It was the summer of 1975. I was working in Oxford with a student group campaigning on world poverty and in support of liberation movements in Africa and Asia. Oxfam House was just down the road. They were recruiting an assistant to work in Saigon. I had been an exchange student in New York in 1969 and joined my classmates in demonstrations against the war in Indochina, so I was very interested.
The overseas director went straight to the point: “Ethiopia or Bangladesh?” he asked. Saigon was off, for the time being, since the war had ended that week. There were two big famines in the world at that time: in Ethiopia and in Bangladesh. I had been involved in raising funds for the 1970 cyclone victims and refugees in 1971, and I had met and liked Bangladeshis living in Bradford in England. I knew nothing about Ethiopia, and so it was an easy decision.
After spending three months learning Bangla, I set off on a motor-cycle from Dhaka for Rowmari, Kurigram. This was at the centre of the famine of 1974-5. Upon reaching the docks at Bahadurabad, I found a boatman who would take me upstream to Rowmari. It took several days of rowing and towing. We slept on the boat at night. However, when I came back a few weeks later with the wind and the current behind us, it only took half a day.

> _MATERIAL PROVIDED_
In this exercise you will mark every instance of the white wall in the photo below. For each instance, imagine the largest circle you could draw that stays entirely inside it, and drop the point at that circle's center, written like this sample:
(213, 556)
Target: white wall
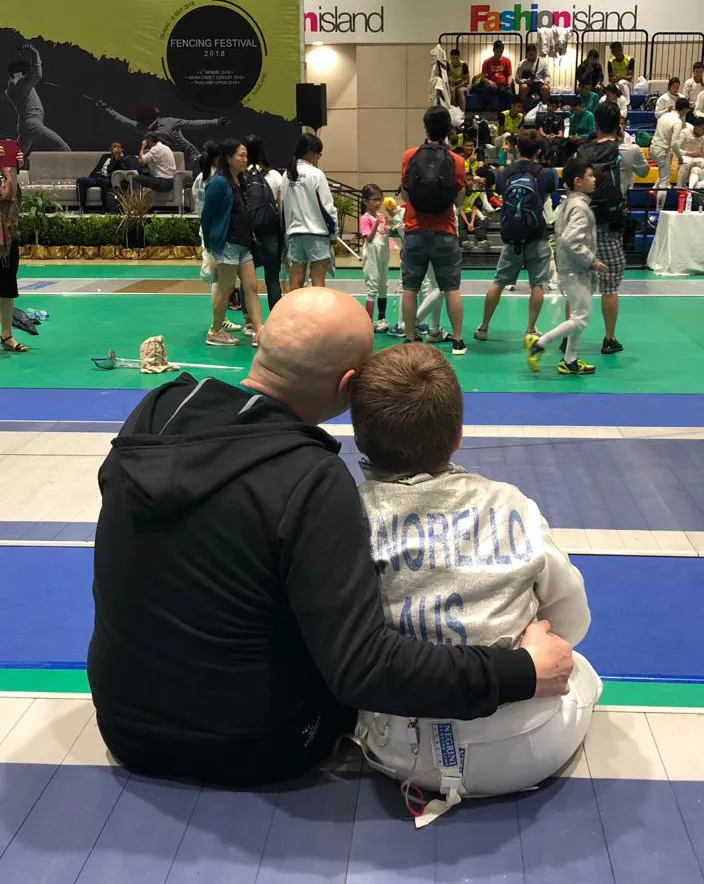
(377, 96)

> _GIVEN INSTRUCTION A_
Reproduce the Oxfam memoir passage from "It was the summer" up to and including "an easy decision.".
> _GIVEN INSTRUCTION B_
Carry on the memoir of the Oxfam posting to Bangladesh from the point where it stops.

> _EXERCISE RESULT A_
It was the summer of 1975. I was working in Oxford with a student group campaigning on world poverty and in support of liberation movements in Africa and Asia. Oxfam House was just down the road. They were recruiting an assistant to work in Saigon. I had been an exchange student in New York in 1969 and joined my classmates in demonstrations against the war in Indochina, so I was very interested.
The overseas director went straight to the point: “Ethiopia or Bangladesh?” he asked. Saigon was off, for the time being, since the war had ended that week. There were two big famines in the world at that time: in Ethiopia and in Bangladesh. I had been involved in raising funds for the 1970 cyclone victims and refugees in 1971, and I had met and liked Bangladeshis living in Bradford in England. I knew nothing about Ethiopia, and so it was an easy decision.

> _EXERCISE RESULT B_
There was a BRAC team in Rowmari, with support from Oxfam, which had been operating a child feeding programme. My job was to measure children’s height and arm circumference, compare them with earlier measurements and evaluate how bad the malnutrition still was. We found that there was still severe malnutrition among children from the poorest families; they were not only there in remote villages, but begging on ferries all over North Bengal – many of the bridges had been blown up in the war, so there were many ferries. Hundreds of hungry families had managed to get on trains to Dhaka to try to find food, and were living in small shelters on the old railway line and elsewhere.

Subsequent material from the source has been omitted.